>> BEGIN

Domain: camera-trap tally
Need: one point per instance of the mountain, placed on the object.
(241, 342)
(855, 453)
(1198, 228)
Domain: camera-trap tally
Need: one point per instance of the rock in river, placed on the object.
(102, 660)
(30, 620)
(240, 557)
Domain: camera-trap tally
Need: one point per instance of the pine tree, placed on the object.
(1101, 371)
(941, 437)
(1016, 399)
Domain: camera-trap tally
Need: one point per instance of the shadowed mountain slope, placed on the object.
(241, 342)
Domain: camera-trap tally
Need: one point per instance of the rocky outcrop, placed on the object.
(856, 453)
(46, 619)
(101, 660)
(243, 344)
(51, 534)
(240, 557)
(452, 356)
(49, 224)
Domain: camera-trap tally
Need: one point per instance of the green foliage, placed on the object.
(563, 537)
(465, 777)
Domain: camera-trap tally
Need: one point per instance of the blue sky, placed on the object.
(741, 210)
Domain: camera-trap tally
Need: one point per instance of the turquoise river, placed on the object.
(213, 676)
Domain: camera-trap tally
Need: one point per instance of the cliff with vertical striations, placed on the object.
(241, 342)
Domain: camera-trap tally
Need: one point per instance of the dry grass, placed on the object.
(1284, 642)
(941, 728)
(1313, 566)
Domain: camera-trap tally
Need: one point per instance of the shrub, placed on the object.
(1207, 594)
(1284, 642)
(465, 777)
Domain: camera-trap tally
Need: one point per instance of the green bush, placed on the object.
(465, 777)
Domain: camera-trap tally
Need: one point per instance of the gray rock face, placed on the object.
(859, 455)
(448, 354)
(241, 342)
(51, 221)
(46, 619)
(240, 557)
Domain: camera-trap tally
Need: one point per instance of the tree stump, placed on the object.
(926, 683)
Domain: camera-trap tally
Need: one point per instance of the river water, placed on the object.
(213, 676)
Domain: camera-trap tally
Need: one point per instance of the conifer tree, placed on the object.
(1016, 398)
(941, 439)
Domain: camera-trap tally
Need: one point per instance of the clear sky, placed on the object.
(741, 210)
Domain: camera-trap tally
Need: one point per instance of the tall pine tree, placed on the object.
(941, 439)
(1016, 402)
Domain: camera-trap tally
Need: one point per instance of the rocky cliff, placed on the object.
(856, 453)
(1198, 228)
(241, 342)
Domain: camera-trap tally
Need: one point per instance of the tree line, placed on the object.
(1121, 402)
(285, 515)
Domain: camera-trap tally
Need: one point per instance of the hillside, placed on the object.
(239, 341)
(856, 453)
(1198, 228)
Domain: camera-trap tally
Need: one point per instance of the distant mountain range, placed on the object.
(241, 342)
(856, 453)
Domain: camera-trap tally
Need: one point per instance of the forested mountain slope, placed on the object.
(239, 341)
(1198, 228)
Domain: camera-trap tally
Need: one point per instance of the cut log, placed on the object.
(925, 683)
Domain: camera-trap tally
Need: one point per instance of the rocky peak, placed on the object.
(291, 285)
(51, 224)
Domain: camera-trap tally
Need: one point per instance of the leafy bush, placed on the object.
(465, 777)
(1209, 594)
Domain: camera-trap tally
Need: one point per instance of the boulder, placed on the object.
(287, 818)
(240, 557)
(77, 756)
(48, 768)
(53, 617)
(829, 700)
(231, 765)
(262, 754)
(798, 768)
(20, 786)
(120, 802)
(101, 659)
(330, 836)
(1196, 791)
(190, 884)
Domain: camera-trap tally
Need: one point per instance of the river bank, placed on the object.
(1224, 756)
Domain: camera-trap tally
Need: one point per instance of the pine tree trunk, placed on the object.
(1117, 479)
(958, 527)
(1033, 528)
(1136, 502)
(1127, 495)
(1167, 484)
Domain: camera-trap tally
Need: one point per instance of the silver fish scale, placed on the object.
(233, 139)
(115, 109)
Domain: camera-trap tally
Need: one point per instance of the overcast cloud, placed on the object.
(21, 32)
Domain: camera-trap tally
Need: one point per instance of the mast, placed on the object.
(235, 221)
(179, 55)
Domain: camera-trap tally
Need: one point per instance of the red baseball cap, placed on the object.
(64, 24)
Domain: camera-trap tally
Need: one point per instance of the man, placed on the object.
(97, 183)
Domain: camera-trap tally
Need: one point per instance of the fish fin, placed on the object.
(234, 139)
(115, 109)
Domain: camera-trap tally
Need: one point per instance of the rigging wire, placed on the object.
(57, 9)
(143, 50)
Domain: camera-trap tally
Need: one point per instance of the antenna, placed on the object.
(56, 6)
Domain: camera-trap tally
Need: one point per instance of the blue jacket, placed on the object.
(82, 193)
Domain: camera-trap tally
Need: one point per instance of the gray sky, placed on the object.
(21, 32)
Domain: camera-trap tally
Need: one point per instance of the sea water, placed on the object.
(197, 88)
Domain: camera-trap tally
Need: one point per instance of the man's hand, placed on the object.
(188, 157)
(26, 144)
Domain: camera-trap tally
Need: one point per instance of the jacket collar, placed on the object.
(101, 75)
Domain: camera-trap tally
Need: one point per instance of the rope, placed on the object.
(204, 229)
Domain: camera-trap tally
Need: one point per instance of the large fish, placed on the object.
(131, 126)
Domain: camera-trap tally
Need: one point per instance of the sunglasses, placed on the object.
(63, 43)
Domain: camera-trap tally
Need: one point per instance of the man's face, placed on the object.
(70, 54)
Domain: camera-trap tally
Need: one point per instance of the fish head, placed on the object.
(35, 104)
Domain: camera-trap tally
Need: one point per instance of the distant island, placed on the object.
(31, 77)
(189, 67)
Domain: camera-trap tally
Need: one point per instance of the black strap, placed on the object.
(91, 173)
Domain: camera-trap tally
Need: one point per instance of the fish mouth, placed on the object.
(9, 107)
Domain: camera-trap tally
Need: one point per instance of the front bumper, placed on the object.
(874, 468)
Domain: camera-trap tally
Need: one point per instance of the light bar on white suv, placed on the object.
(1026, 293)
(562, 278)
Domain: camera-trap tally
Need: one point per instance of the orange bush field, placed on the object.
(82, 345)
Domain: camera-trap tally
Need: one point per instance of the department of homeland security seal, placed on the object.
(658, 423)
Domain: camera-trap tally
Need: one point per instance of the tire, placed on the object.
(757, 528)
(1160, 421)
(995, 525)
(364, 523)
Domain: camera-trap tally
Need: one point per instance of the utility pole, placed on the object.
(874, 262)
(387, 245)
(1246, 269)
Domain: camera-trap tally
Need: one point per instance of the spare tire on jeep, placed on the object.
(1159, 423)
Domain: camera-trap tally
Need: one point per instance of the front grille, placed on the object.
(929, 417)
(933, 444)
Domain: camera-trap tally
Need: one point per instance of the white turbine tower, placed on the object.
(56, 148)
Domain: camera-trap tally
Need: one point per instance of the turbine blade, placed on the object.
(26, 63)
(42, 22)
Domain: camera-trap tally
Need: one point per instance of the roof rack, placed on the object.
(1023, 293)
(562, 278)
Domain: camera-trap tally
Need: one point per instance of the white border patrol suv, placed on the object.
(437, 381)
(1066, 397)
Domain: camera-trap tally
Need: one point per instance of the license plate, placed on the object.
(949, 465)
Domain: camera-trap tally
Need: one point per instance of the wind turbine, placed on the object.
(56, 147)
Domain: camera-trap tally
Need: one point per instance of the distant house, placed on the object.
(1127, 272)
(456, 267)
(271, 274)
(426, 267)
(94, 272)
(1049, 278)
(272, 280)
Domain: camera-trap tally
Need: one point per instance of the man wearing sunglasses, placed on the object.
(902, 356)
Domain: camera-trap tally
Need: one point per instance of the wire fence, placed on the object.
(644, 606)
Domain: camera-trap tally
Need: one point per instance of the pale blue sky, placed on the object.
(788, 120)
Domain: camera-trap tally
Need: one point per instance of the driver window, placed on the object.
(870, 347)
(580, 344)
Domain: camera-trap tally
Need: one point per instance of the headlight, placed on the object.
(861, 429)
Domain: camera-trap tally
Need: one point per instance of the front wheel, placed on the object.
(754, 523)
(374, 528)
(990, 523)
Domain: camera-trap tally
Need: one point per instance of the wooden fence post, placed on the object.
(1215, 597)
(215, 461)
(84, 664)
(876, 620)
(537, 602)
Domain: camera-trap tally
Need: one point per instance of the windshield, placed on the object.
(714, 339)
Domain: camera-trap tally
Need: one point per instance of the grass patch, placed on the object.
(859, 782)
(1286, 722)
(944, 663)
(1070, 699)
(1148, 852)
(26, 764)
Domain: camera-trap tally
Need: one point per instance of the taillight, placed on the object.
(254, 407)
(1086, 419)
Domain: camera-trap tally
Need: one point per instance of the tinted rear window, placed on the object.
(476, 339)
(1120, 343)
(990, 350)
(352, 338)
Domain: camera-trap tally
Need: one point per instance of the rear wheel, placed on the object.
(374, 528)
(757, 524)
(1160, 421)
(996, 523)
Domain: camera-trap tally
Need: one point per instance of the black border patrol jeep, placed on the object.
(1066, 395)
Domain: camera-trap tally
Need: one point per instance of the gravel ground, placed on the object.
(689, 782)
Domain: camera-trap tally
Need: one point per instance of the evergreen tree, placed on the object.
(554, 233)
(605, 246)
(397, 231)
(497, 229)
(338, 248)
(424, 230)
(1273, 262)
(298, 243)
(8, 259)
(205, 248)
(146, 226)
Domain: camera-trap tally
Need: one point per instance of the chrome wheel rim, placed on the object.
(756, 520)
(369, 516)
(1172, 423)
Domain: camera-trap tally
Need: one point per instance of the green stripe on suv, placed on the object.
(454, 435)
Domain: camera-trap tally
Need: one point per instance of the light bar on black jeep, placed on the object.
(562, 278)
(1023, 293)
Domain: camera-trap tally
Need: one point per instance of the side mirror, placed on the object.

>> END

> **WRITTEN INSTRUCTION**
Please count the lines in the items above that contain the string "sunglasses", treating uppercase and lowercase as different. Reply with the number alone.

> **RESULT OF THE EXERCISE**
2